◆ **TEXT SECTION**:
'''

Heightened geopolitical tensions have stoked fears that the current supply-chain disruptions will become a more prominent – and permanent – risk, leading countries to embrace industrial policies and accelerate the shift to sustainable, self-reliant food systems. The United States, for instance, has introduced policies aimed at reshoring the production of automobiles, semiconductors, and other manufactured goods.
Similarly, many African governments have increased efforts to achieve self-sufficiency in food production. Policymakers hope that the African Continental Free Trade Area (ACFTA), established in 2018, can provide the economies of scale and productivity gains needed to boost domestic food production and reduce the region's vulnerability to external shocks.
Egypt, which in 2021 relied on both Russia and Ukraine for almost 77pc of total wheat imports, is a case in point. Its government has provided fiscal incentives, including raising procurement prices, to increase domestic wheat production enough to meet at least 70pc of domestic consumption. Preliminary estimates of the effectiveness of such policies seem promising, with some forecasts showing that Africa is set to produce 30.5 million tons of wheat this fiscal year, an increase of more than 18pc from 2021.
The same goes for fertilizers. Before the war in Ukraine, countries such as Ghana, Ivory Coast, and Mauritania imported 20pc-50pc of their fertilizers from Russia. This dependence on imports has stifled domestic agriculture; while global fertilizer use averaged 137Kg per hectare, the average across Africa was a dismal 20Kg per hectare in 2018.
But African businesses and governments have since taken steps to expand domestic production. For example, the industrial conglomerate Dangote Group opened the world's second-largest production facility earlier this year in Lagos, Nigeria. The new facility is expected to produce three million metric tons of low-cost, nitrogen-based urea. The Dangote Group is also building another Nigerian plant near Port Harcourt.
And in Morocco, the state-owned OCP Group is working with other African governments and financial institutions to build fertiliser plants across the continent. Next year, OCP plans to begin building a 2.4 billion dollars fertilizer facility that will employ Ethiopian natural gas.

'''

◆ **SUPPLIED INFORMATION**:
'''

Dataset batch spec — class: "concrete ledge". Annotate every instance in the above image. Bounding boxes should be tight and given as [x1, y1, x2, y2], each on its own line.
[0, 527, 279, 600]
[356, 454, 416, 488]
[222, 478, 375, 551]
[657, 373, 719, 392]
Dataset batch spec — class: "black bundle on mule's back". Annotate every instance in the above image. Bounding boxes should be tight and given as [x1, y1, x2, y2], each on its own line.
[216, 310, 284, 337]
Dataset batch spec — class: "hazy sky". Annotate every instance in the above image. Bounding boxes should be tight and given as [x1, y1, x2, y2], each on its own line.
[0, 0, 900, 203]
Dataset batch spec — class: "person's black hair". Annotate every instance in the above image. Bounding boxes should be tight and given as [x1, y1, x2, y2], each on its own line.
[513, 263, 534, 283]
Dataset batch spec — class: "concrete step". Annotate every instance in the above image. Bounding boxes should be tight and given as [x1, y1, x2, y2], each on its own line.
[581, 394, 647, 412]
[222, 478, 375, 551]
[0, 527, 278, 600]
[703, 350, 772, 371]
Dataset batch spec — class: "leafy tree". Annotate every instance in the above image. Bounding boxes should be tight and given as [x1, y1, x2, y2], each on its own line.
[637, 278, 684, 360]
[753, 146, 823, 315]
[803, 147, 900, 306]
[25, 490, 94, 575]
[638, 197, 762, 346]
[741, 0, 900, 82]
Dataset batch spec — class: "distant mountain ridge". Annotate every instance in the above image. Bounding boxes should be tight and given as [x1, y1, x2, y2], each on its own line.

'''

◆ **PROBLEMS AND TASKS**:
1 - In the text on African food and fertilizer self-reliance, what share of Egypt's total wheat imports came from Russia and Ukraine in 2021?
2 - Carry on the text about African food and fertilizer self-reliance, starting after its last sentence.

◆ **EXPECTED OUTPUTS**:
1 - Almost 77 percent.

2 -
The success of these import-substitution policies will have significant implications for the region. Several African countries have enough raw materials to produce the fertilizers needed to meet growing regional (and global) demand. Expanding production capacity will promote the commodity-based industrialization model, which will also help diversify Africa's sources of growth, reducing the continent's unhealthy dependence on commodity-price cycles and strengthening its resilience to global shocks.
Given Africa's projected population growth, agriculture and agribusiness could become growth industries, creating jobs in regions where unemployment has been chronically high for decades and accelerating the continent's economic transformation. The growth of agribusinesses and rising fertilizer production will also boost productivity and reduce post-harvest losses.
Raising African farmers' yields and boosting agricultural productivity is crucial to achieving self-sufficiency in food production. These policies will also close large and growing holes in most countries' balance of payments, strengthen macroeconomic stability, and put the region on a path toward fiscal health and increased debt sustainability.
But Africa must aim higher. The continent has the land and climate needed to become the world's breadbasket – and a geopolitical force to be reckoned with.